Excerpts from point annotation data:

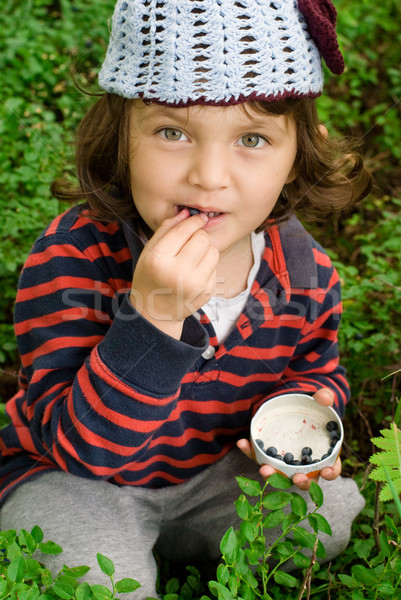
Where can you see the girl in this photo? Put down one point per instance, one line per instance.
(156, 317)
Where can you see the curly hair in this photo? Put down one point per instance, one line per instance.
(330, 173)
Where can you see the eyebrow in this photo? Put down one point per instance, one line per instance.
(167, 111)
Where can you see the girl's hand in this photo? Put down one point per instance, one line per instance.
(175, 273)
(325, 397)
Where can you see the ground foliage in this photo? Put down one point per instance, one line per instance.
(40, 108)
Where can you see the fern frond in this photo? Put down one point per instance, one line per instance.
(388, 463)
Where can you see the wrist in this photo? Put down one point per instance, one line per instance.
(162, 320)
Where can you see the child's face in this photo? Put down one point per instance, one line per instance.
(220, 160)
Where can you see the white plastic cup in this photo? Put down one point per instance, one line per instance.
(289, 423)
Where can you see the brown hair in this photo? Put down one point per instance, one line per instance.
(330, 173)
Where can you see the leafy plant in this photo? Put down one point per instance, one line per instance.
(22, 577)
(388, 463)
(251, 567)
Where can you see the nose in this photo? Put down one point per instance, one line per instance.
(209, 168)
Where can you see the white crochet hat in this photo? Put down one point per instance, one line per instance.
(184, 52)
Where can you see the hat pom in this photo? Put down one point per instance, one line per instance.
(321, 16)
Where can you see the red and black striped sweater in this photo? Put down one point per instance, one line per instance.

AIM:
Rewrite each line of the items above as a Markdown table with the columns No. and Line, numbering the rows in order and skipping blank lines. Leave the pictures out.

FULL SOLUTION:
| No. | Line |
|---|---|
| 1 | Where can you see the girl in this photo? Put down one point per instance, one line per instance. |
| 2 | (156, 317) |
| 3 | Where can you see the curly hair in this photo? Put down one point per instance, one line per instance. |
| 4 | (330, 173) |
| 5 | Where can you see the eyebrow in this photo? Put down one point per instance, one line per instance. |
| 6 | (167, 111) |
| 7 | Where can you see the girl's hand in this photo? Put down one point per instance, one line per instance. |
| 8 | (175, 273) |
| 9 | (325, 397) |
| 10 | Where can you see the ground foliage in this photo? Put down one point per instance, one line per instance. |
| 11 | (40, 108) |
| 12 | Where can you see the fern frond in this photo? Put down one point per instance, one line per instance. |
| 13 | (388, 463) |
| 14 | Where can you see the wrist in this photo? Put down one point per instance, one line per instance. |
| 15 | (162, 320) |
| 16 | Where can you see the child's face in this photo? Put down one point per instance, one line per instance. |
| 17 | (220, 160) |
| 18 | Where can you see the white plastic cup in this photo? Put down one point per instance, one line per instance. |
| 19 | (289, 423) |
| 20 | Where can you see the brown hair in this photo? Put down one point per instance, one line per instance. |
| 21 | (330, 173) |
| 22 | Where can you see the leafy plant in this photo? Put down one point per instance, one line per instance. |
| 23 | (22, 577) |
| 24 | (388, 463) |
| 25 | (251, 567) |
| 26 | Where can you see the nose in this photo? Put down one point per instance, one line per instance. |
| 27 | (209, 168) |
| 28 | Where can you see the white crochet hat in this photo? Put down one point per instance, one line per instance. |
| 29 | (184, 52) |
| 30 | Where can you see the hat pom in this photo? Put down one point per instance, one line per instance. |
| 31 | (321, 16) |
| 32 | Where can you see the red and black striped sweater in this photo? Put down one point per instance, one line per instance. |